*TEXTE CITÉ*
⁂

MAH DAMBA, UNE VOIX SUAVE DU MANDE PETRIE DE TALENT

«Hakili Kélé» est le nouvel album de la talentueuse cantatrice Mah Damba. Une œuvre bien accueillie par les critiques qui constatent que la fille du regretté Djéli Baba Sissoko (légendaire conteur) «continue de faire preuve d’un singulier esprit d’ouverture et d’un goût prononcé pour les rencontres musicales» !

Bon sang ne saurait mentir ! C’est la sentence des critiques qui ont eu le privilège de découvrir le nouvel opus de Djéli Mah Damba : «Hakili Kélé» (Buda Musique/Socadisc, 2019) ! Un opus de 11 titres (Taba, Dangana, Dambé, Kabako, Ntalo, Dondori, Korolen, Banga, Dalamané, Sosoly et Koulandjan) également bien accueilli par les mélomanes. Fille du légendaire griot-conteur Baba Sissoko (paix à son âme), Mah Damba fait ainsi son véritable grand retour dix ans après la disparition (en 2009) de son époux et complice de scène, Mamaye Kouyaté !

⁂

*ENREGISTREMENTS AFFICHÉS*

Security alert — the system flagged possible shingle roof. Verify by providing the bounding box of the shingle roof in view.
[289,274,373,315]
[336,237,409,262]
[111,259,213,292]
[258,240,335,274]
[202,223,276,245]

⁂

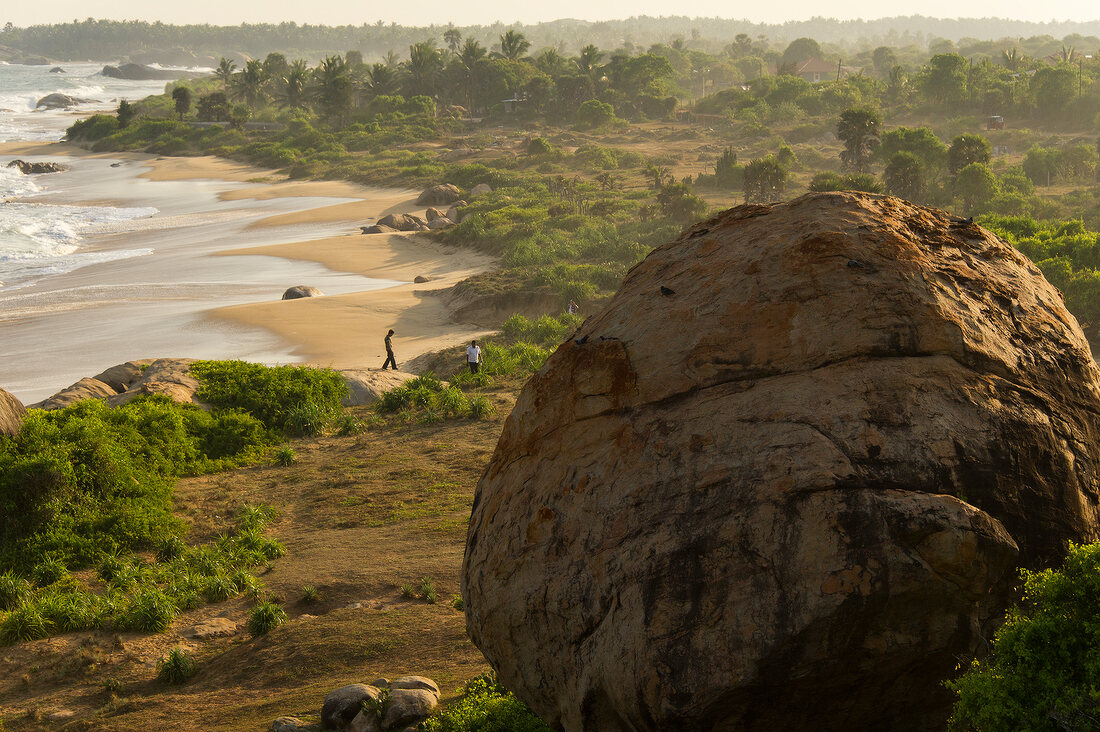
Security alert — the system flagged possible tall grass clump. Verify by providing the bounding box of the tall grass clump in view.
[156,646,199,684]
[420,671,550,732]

⁂

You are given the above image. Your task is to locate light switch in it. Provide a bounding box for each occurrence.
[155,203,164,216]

⁂

*CONSIGNE*
Extrayez mot pour mot du texte cité le passage qui s'ouvre sur les mots contenant « Bon sang ne » et se referme sur « scène, Mamaye Kouyaté ! ». Appuyez-vous uniquement sur le texte cité.

*RÉSULTAT*
Bon sang ne saurait mentir ! C’est la sentence des critiques qui ont eu le privilège de découvrir le nouvel opus de Djéli Mah Damba : «Hakili Kélé» (Buda Musique/Socadisc, 2019) ! Un opus de 11 titres (Taba, Dangana, Dambé, Kabako, Ntalo, Dondori, Korolen, Banga, Dalamané, Sosoly et Koulandjan) également bien accueilli par les mélomanes. Fille du légendaire griot-conteur Baba Sissoko (paix à son âme), Mah Damba fait ainsi son véritable grand retour dix ans après la disparition (en 2009) de son époux et complice de scène, Mamaye Kouyaté !